Add -140 to every x and y coordinate in the answers, and write the rows out again in full with their request lines included. Begin at the row that contains "of the conifer" and stop after the last row below.

(Records supplied)
'''
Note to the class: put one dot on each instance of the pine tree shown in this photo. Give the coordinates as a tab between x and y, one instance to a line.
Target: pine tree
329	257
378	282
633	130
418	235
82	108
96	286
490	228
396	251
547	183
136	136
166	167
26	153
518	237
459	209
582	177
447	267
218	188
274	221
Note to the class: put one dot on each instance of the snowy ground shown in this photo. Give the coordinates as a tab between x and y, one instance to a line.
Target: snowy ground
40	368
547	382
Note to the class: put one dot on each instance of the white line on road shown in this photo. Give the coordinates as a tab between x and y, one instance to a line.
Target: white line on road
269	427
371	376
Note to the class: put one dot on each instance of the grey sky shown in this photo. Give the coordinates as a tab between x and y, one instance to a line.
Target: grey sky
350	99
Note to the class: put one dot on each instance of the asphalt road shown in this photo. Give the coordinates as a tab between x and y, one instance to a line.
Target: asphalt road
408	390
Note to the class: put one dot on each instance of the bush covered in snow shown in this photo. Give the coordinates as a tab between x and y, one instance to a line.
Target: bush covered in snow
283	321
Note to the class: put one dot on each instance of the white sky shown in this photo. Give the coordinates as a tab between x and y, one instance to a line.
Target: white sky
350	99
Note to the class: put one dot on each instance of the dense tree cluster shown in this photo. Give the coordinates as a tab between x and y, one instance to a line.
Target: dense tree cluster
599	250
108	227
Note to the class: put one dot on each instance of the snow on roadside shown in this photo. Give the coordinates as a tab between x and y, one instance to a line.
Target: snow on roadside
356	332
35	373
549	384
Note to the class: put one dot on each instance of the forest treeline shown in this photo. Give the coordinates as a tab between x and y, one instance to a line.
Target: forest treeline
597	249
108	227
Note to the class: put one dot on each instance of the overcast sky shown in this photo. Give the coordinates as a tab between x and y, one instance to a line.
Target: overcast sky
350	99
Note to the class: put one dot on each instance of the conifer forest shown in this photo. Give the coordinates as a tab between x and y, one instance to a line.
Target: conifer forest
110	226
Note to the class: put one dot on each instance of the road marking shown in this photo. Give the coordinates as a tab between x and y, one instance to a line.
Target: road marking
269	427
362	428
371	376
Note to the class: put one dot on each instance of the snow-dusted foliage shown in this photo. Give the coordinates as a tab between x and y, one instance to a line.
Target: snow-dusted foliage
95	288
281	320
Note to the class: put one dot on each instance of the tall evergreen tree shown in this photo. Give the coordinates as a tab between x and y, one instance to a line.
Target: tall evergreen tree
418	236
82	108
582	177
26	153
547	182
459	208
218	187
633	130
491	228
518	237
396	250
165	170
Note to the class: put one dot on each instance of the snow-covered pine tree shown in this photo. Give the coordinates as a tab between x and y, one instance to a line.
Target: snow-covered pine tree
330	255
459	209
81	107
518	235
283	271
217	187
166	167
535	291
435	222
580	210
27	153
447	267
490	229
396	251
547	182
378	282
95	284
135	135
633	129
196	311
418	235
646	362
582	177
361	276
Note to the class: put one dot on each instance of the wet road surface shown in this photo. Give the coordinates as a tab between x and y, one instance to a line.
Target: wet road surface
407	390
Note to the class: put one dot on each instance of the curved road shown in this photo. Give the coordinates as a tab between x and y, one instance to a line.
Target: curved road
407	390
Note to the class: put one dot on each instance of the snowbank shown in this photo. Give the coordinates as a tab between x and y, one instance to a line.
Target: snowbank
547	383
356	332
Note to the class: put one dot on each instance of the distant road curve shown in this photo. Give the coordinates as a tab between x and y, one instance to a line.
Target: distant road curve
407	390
'''
(Exercise output)
Note to the class: put one dot on each instance of the conifer forest shown in this photo. Give the coordinates as a tab between x and y, one instance to a line.
Target: conifer forest
-30	86
Note to the class: put one dot on each instance of the road marking shown in this photo. Give the coordinates as a tab between x and y, one instance to a line.
Target: road marking
129	287
222	288
231	236
Note to the class: put one dot on each instance of the snow-dusted foliage shown in this photo. Give the coordinates as a tab between x and y, one instance to a line.
Target: snow-dusted foliage
-45	148
141	180
Note to the class: put one dot on each instance of the tall evergreen tree shown in this photo. Give the coordinates as a tab between x and y, one instance to a line.
Target: tall evergreen tree
278	96
-58	-32
442	37
-114	13
407	42
319	68
78	47
493	-10
351	88
378	97
256	110
25	30
Note to the class: put one dot on each instance of the snow-covered pine tree shown in this photo. Give the coordinates as a tab between x and y, one instance to a line.
Target: snow-covered pine tree
190	115
319	69
-59	-33
378	95
143	131
77	47
26	27
395	151
295	82
440	70
-113	13
307	127
350	89
256	111
407	42
238	142
-45	144
-5	-5
493	-11
56	171
278	95
506	222
442	37
221	136
Note to the class: put one dot on each instance of the wet road surface shown in this photo. Give the coordinates as a tab between x and y, one instance to a line.
Target: wet road surface
267	250
Note to the class: put one dot on each instance of the curved road shown in this photo. Give the coordinates as a tab between x and y, one instance to a line.
Target: curved road
267	250
Note to the class: put one dot on each instance of the snowbank shown in this photo. Give the coordinates as a tab between x and y, one instance to a line.
Target: snowbank
407	243
216	192
Note to the class: put one dot on each instance of the distant road curve shown in this photo. Give the coordinates as a tab between x and y, one instance to a line.
Target: distant road curve
267	250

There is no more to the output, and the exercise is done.